List the lines of the records below as a numbered list, omitting any blank lines. Begin with the line that contains "point per instance: grey", continue through the final line of the records inclusive, and list no other lines.

[start of TASK INPUT]

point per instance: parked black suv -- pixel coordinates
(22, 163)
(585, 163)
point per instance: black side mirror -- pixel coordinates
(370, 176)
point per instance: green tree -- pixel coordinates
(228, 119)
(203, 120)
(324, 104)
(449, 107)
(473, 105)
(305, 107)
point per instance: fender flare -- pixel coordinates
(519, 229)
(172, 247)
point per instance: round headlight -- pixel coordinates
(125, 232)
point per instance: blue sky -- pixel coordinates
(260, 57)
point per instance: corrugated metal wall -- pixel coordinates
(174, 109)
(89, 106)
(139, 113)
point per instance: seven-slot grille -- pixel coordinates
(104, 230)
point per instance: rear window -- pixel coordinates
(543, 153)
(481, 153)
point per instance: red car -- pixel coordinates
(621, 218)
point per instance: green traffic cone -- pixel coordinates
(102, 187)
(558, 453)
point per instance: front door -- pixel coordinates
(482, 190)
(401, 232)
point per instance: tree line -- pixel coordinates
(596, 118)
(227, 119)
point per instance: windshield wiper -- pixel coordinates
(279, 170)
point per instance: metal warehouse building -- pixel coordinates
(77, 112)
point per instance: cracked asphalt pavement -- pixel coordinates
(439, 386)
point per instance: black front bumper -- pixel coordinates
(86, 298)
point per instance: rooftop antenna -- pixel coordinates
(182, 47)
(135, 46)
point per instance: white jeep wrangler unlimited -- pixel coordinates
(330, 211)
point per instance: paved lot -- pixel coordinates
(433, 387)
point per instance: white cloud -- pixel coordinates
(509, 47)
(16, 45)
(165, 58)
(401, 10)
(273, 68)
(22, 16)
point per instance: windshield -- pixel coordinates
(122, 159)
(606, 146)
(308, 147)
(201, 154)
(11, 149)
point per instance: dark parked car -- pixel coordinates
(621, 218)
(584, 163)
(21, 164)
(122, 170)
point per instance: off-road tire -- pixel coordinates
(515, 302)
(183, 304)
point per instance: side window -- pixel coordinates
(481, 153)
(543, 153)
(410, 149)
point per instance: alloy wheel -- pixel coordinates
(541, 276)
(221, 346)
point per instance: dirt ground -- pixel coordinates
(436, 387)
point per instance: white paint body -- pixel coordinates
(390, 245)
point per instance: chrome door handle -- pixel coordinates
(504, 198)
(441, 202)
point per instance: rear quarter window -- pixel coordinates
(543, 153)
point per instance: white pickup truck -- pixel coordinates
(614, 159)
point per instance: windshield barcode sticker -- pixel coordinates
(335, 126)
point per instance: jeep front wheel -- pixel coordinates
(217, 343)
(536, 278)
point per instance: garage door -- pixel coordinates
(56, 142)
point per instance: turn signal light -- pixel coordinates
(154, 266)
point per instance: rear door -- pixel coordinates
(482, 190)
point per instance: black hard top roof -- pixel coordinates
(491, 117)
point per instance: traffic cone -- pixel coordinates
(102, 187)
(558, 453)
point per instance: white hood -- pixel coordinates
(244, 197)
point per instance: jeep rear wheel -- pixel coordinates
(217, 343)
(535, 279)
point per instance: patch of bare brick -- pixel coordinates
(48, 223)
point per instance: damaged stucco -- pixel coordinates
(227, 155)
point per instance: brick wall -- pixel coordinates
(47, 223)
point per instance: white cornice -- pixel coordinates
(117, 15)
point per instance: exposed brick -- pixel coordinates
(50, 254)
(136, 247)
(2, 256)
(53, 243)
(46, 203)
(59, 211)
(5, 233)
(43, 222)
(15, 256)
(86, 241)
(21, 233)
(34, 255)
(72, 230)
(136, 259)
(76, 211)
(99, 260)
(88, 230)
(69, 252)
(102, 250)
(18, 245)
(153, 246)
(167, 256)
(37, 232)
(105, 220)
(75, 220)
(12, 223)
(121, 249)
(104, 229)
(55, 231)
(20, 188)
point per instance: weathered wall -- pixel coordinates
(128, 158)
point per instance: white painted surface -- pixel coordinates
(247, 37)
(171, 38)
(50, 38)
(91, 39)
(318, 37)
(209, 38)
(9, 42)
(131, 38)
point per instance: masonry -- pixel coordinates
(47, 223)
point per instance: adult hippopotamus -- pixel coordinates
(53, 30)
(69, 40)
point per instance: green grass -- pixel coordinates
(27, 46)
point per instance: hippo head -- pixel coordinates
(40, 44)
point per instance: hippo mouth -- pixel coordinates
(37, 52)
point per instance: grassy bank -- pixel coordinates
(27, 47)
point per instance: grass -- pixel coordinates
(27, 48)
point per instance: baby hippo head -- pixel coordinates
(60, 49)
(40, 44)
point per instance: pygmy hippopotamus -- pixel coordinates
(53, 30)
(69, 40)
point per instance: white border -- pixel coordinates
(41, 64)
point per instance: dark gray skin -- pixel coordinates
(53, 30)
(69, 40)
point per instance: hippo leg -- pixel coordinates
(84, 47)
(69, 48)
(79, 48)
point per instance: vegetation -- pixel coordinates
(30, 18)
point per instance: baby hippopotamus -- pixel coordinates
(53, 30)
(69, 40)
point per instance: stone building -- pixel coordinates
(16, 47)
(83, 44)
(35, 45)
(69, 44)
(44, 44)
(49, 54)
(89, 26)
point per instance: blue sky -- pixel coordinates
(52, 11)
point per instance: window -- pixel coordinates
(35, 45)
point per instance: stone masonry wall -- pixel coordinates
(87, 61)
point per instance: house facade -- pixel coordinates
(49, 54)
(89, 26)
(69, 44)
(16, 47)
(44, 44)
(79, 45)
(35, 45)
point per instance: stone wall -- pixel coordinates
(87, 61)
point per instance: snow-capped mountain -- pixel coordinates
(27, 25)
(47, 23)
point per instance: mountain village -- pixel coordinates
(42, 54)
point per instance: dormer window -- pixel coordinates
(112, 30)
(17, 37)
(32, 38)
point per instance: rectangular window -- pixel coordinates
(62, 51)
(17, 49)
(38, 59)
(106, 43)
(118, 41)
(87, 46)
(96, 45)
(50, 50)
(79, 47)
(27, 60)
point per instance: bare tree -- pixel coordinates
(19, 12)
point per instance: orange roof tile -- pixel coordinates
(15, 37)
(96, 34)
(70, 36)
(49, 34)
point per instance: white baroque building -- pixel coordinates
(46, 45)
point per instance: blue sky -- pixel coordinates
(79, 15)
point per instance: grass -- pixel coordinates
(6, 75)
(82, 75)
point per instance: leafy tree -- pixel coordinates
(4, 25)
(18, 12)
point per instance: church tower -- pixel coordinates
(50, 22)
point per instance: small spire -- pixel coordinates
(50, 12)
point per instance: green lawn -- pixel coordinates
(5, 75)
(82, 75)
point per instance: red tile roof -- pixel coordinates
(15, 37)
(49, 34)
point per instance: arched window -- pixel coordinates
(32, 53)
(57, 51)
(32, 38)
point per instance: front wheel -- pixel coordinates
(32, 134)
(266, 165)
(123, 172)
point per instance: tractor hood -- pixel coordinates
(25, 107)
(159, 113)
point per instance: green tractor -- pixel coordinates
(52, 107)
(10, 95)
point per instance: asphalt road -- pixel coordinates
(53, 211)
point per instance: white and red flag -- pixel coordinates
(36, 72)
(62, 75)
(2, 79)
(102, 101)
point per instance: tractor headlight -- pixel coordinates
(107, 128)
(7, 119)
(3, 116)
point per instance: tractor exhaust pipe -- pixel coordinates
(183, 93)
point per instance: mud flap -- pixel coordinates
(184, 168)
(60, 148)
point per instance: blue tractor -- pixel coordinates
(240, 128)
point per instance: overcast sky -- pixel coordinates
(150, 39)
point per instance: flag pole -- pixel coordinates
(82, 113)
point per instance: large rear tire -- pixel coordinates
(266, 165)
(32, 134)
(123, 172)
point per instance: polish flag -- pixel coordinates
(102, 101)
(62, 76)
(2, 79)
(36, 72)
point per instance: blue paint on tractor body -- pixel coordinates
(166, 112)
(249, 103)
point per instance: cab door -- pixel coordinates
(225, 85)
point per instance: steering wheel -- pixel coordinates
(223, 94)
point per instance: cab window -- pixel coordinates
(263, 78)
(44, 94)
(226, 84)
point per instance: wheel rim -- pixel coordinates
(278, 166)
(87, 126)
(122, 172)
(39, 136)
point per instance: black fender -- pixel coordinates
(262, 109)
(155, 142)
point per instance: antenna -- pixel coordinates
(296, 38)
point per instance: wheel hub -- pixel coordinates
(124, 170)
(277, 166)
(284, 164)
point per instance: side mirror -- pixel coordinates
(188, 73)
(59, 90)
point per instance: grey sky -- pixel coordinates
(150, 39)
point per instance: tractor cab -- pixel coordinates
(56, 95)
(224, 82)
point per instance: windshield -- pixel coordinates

[end of TASK INPUT]

FULL ANSWER:
1. point per instance: grey sky -- pixel coordinates
2. (150, 39)
3. point per instance: tractor cab -- pixel coordinates
4. (56, 95)
5. (224, 82)
6. point per instance: windshield -- pixel coordinates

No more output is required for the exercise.